## TAREAS
a: En el hilo sobre -fomit-frame-pointer, ¿qué programa funcionó correctamente después de recompilar zlib sin esa opción?
b: Enumere las opciones que figuran entre paréntesis en la frase del hilo sobre -fomit-frame-pointer que comienza con «Efectivamente afecta a la depuración».
c: Redacte la siguiente parte del hilo sobre -fomit-frame-pointer a partir de su última frase.

## TEXTO PROPORCIONADO
Ya solamente por curiosidad y, disculpa la molestia, ¿podría ver el informe del fallo o el hilo del foro donde se trata el asunto y se considera que es culpa de fomit-frame-pointers?

 *jmp_ wrote:*   

> 
> 
> O sea, que el -fomit-frame-pointer entra dentro del pack "Safe CFLags" y como ves es una de las causas más habituales que provocan errores del tipo que se ha tratado aquí. El resto de flags no influyen pero mejoran y optimizan el código sin romperlo... almenos en la zlib como ha quedado claro.
> 
> 

 

Emm ... las personas dentro de Gentoo que tratan con este tipo de fallos son la gente de toolchain, seguramente donde mayor nivel técnico puedes encontrar en Gentoo, creo que ninguno de ellos dejaría que se publicara en gwn un artículo recomendando su uso si luego van a recibir errores por culpa de esto. Sobre "es una de las causas más habituales" creo que no es del todo cierto que -fomit-frame-pointer sea una de las causas más habituales, pero bueno, todo es discutible.

Sobre el resto (o almenos algunas) CFLAGS de tu lista, podemos buscar ejemplos de cómo rompen el código bajo determinadas circunstancias, no siempre.

 *jmp_ wrote:*   

> 
> 
> El -fomit-frame-pointer, "flag seguro" hace el código más difícil de depurar aunque en arquitecturas como AMD64 no hace falta habilitarlo si metes -O2 o -O3 (creo que se integra ya) y no influye negativamente en esos casos almenos en ese sentido, en cambio en el típico athlon-xp o Intel i386 (32bits) si afecta más.
> 
> 

 

Efectivamente afecta a la depuración, y creo, si no meto mucho la zarpa, que en x86 no se habilita a menos que se especifique lo contrario mientras que en amd64 sucede justo a la inversa (con todos los niveles de depuración, -O -O2 -O3 -Os).

----------

## ekz

Entonces, sacamos o no -fomit-frame-pointer del make.conf?

ya que ahora portage avisa de que puede romper algo

----------

## jmp_

 *Quote:*   

> 
> 
> Ya solamente por curiosidad y, disculpa la molestia, ¿podría ver el informe del fallo o el hilo del foro donde se trata el asunto y se considera que es culpa de fomit-frame-pointers? 

 

Está un poco más arriba, tienes una salida del GBD depurando el programa (firefox, que peta por zlib), como te digo -fomit-frame-pointer suele ser la causa de este tipo de SEGFAULTS y otros errores en algunos programas, al recompilar zlib sin el -fomit-frame-pointer Firefox funcionó correctamente.

 *Quote:*   

> 
> 
> Efectivamente afecta a la depuración, y creo, si no meto mucho la zarpa, que en x86 no se habilita a menos que se especifique lo contrario mientras que en amd64 sucede justo a la inversa (con todos los niveles de depuración, -O -O2 -O3 -Os).

## DATOS

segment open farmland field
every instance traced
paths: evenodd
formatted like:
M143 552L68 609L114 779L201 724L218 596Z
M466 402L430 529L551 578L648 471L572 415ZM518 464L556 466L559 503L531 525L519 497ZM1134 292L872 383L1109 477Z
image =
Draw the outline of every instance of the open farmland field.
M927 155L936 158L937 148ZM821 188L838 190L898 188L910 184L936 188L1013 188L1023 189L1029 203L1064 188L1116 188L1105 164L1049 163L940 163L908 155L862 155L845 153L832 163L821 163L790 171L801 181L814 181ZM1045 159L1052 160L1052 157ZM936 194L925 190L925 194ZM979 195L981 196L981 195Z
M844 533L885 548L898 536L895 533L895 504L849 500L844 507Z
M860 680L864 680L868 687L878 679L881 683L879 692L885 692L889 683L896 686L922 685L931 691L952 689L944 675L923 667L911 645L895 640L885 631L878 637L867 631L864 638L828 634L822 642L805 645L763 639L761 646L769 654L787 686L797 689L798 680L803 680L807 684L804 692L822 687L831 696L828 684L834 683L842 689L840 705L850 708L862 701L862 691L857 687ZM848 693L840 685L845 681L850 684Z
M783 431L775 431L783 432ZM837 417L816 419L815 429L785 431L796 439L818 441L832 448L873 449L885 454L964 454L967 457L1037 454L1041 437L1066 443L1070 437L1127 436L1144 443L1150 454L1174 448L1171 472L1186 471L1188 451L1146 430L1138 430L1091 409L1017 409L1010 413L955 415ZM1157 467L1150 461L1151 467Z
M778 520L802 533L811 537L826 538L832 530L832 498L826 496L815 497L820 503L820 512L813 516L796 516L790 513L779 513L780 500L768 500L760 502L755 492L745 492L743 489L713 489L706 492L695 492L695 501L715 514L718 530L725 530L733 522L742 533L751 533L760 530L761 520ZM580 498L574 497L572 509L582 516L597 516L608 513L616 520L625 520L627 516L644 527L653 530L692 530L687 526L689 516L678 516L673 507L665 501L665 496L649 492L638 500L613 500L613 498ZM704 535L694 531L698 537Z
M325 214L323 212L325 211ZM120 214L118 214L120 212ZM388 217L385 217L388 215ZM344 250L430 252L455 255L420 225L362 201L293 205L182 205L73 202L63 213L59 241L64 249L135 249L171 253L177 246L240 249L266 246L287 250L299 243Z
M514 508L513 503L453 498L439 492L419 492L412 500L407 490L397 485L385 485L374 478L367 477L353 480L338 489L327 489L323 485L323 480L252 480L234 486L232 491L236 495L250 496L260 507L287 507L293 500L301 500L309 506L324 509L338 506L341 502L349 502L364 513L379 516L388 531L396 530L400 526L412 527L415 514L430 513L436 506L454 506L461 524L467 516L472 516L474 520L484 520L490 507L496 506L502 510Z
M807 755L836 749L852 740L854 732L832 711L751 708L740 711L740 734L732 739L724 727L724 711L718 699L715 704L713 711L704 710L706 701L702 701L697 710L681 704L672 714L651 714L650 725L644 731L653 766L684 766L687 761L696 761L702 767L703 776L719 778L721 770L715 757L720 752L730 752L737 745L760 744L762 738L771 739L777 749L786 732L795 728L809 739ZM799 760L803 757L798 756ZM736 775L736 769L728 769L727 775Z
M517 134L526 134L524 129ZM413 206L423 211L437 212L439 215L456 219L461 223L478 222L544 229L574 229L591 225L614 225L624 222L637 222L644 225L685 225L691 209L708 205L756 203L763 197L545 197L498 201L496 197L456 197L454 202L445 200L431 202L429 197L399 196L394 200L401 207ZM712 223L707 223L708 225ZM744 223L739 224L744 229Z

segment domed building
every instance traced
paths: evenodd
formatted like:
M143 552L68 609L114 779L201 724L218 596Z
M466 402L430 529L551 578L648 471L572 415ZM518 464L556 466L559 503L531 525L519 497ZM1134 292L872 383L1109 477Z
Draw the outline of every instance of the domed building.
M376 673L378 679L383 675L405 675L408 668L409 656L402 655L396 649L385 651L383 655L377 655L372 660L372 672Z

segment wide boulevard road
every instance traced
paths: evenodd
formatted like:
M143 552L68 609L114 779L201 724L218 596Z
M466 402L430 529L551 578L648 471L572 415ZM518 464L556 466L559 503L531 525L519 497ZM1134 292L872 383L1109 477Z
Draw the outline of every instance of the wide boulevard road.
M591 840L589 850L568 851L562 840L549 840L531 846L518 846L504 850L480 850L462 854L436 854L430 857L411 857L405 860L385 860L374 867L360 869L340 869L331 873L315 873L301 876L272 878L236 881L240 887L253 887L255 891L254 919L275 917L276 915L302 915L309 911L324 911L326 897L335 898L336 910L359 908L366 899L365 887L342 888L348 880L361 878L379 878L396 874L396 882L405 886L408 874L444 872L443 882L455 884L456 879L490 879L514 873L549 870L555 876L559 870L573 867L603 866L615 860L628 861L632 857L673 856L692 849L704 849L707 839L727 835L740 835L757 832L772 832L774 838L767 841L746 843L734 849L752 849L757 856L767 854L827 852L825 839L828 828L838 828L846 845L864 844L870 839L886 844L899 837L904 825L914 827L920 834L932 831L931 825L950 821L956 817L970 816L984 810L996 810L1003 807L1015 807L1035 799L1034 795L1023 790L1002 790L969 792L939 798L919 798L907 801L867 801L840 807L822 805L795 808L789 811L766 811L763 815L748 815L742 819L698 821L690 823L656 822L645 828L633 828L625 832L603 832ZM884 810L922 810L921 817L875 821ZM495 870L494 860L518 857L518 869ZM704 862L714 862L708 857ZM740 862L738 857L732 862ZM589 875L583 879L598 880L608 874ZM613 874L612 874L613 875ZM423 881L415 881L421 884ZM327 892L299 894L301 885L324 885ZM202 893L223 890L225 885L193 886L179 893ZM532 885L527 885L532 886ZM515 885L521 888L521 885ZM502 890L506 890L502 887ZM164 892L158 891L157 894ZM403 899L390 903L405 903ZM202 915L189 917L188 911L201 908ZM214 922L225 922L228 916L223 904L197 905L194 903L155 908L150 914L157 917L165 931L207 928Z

## RESPUESTAS
a: Firefox.

b: -O, -O2, -O3, -Os

c:
 

Creo que es lo que he dicho o almenos eso quería decir. Efectivamente y si nadie lo corrige es así :)

 *Quote:*   

> 
> 
> Entonces, sacamos o no -fomit-frame-pointer del make.conf?
> 
> ya que ahora portage avisa de que puede romper algo

 

Si quieres asegurarte de poner unos flags más conservadores o eres un desarrollador que necesita depurar mucho código de forma habitual no lo pongas, si quieres algo más de optimización no es mala idea. Al fin y al cabo lo puedes habilitar o deshabilitar si ves que con algún programa tienes problemas y recompilarlo con otros adecuados.

saludos.

----------

## YosWinK

 *jmp_ wrote:*   

>  *Quote:*   
> 
> Ya solamente por curiosidad y, disculpa la molestia, ¿podría ver el informe del fallo o el hilo del foro donde se trata el asunto y se considera que es culpa de fomit-frame-pointers?  
> 
> Está un poco más arriba, tienes una salida del GBD depurando el programa (firefox, que peta por zlib), como te digo -fomit-frame-pointer suele ser la causa de este tipo de SEGFAULTS y otros errores en algunos programas, al recompilar zlib sin el -fomit-frame-pointer Firefox funcionó correctamente.
> ...

 

Un par de cosas: efectivamente el error está en zlib pero, ¿no crees que si fuera causa de fomit-frame-pointer, CFLAG que tiene mucha gente en su make.conf, este error habría tenido una repercusión mucho mayor en toda la comunidad? ¿No será que es cosa de las otras CFLAGS, algo muy muy muy parecido a este bug?

----------

## jmp_

Usar -fomit-frame-pointer no tiene porque ser dañino... por usarlo no vas a convertir tu distribución en un caos. Al igual que con los otros flags, pero si es cierto que algunos programas (por el tipo de tarea o como están programados) son más susceptibles a que - pese a compilar bien - el código generado contenga errores que puedan terminar en un segmentation fault.

No creo que el tema sea cuestión de un bug.

saludos.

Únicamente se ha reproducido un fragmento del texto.